▶ **Yazılı Alıştırma**
Aşağıdaki okuma parçasında majisyenlerin akaşa şeklini almış ilâhi güce verdiği adların hepsini yazın.

▶ **Okuma Parçası**

Akaşa,
Sanskrit dilinde cevher anlamındadır. Hindu öğretisine göre, akaşa şeklini
almış olan ilâhi güç, her şeyi kaplar. Bu nedenden de, majisyenler tarafından
“yaşayan ateş”, “ışığın ruhu” ya da “Magnes” diye adlandırılmıştır. Eflatun’a
göre, evreni bir ‘dodekohedron’ (on ikiyüzlü geometrik bir form) biçiminde
yaratan en yüksek gücün kendisidir.
Yunanlı
filozofların “ether”i, Hindular’ın “Akaşa”sıdır. “Ether” ise Primordial
Cevher’in bizim seviyemizdeki tali bölümlerinden biridir. Ether aynı zamanda
Kabalistler’in “Astral Işığı”dır. Akaşa’nın bir vechesi olan Ether’in de birkaç
veçhesi vardır.
Günümüzde
bu terimler karışmış durumdadır. Astral ışığa, “Akaşa” da denilmektedir. Astral
Işık, hepimizin irtibatlı olduğu bir ‘bilinç-dışı okyanusu’ dur. Varlığı, duru
görü ve devamında kehaneti mümkün kılar. Şimdiye kadar meydana gelmiş tüm
olayların kalıcı izleri ile her bir düşünce, fikir ve duygunun bu Astral
Işık’ta korunduğu belirtilmektedir. Böylece Astral Işık, şimdiye kadar
düşünülen ya da yapılan her şeyin depolandığı bir dağarcık olan Kozmik
Hafıza’yı içerir ya da oluşturur. Şimdiye kadar alınmış olan tüm izlenimlerin
engin bir kaydı olan Kozmik Hafıza’ya “Akaşik Kayıtlar” da denilmektedir.

▶ **Gösterilen Veriler**
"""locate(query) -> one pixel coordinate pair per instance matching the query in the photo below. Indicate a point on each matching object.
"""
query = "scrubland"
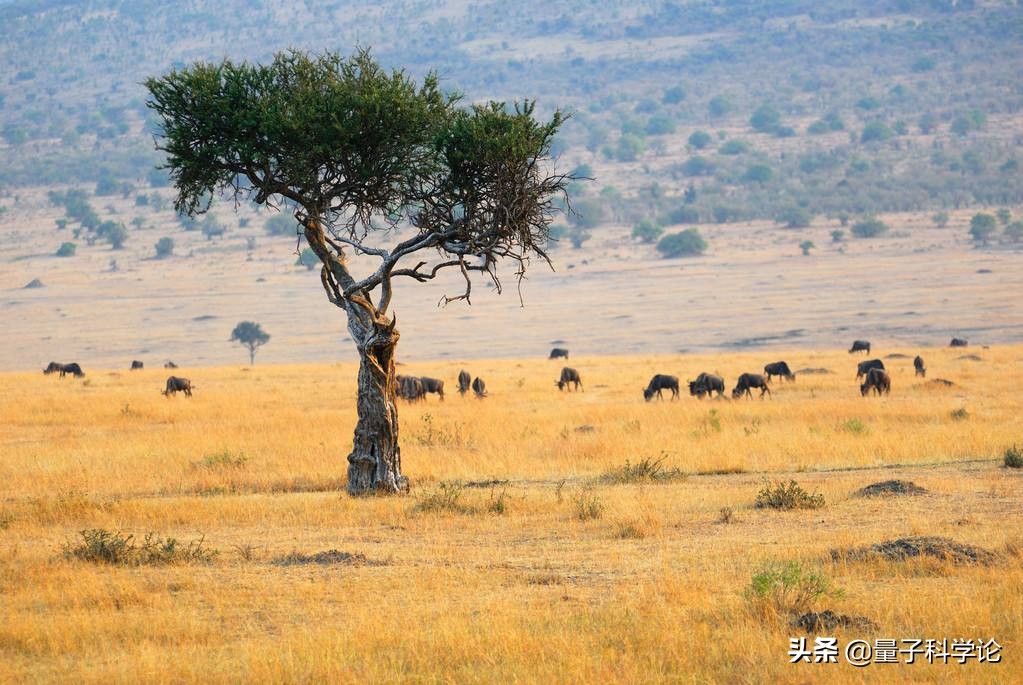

▶ **Görevin Cevabı**
“yaşayan ateş”, “ışığın ruhu”, “Magnes”